**TRECHO APRESENTADO**
╔══
As dimensões físicas, mudanças, marcam
fortemente este estudante. O interesse por atividades em grupo, pelo sexo
oposto, a preocupação com a aparência, o corte do “cordão umbilical” para
mostrar que “já pode”, que “já é” desencadeio um turbilhão de sentimentos e
atitudes que contribuem significativamente com a “indisciplina” potencializando
um 6º ano insuportável, onde não se consegue dar aula, onde não querem nada com
nada, onde não fazem as lições e “não param quietos”.
A família e a escola constroem nos
estudantes a expectativa de que no 6º ano deixarão de ser tratados como
“crianças” e terão mais autonomia e independência. Na família são mais
autônomos para os sabores do alimentar-se, para os horários de dormir, no
horário de brincar com os colegas, no uso de celulares e games; alguns vão só à
escola, arrumam a própria mochila para as aulas do dia seguinte, não são
cobrados pelos pais das lições, das avaliações e quando perguntados sobre estas
desconversam e se afastam dos pais, o que para estes é algo permitido uma vez
que seu filho “já cresceu”. Estes elementos dão uma falsa ideia de liberdade e
os meninos e meninas não se sentem mais “vigiados”, o que lhes dá o direito de
não mais assumir seus compromissos escolares na escola e em casa.
╚══
**DADOS REGISTRADOS**
╔══
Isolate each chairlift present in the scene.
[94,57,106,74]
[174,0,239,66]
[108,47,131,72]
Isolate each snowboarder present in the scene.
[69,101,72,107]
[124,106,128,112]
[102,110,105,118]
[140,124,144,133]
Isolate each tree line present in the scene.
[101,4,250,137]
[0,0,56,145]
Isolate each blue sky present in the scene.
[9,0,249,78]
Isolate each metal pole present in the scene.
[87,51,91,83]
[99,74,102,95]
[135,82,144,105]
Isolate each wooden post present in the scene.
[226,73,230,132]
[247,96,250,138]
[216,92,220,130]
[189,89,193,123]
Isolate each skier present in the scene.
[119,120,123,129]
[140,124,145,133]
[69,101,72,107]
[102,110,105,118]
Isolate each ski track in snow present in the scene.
╚══
**O QUE SE PEDE**
Transcreva, do texto sobre os estudantes do 6º ano, a parte que começa com as palavras que contêm "A família e" e termina com "escola e em casa.".

**RESULTADO ABAIXO**
A família e a escola constroem nos
estudantes a expectativa de que no 6º ano deixarão de ser tratados como
“crianças” e terão mais autonomia e independência. Na família são mais
autônomos para os sabores do alimentar-se, para os horários de dormir, no
horário de brincar com os colegas, no uso de celulares e games; alguns vão só à
escola, arrumam a própria mochila para as aulas do dia seguinte, não são
cobrados pelos pais das lições, das avaliações e quando perguntados sobre estas
desconversam e se afastam dos pais, o que para estes é algo permitido uma vez
que seu filho “já cresceu”. Estes elementos dão uma falsa ideia de liberdade e
os meninos e meninas não se sentem mais “vigiados”, o que lhes dá o direito de
não mais assumir seus compromissos escolares na escola e em casa.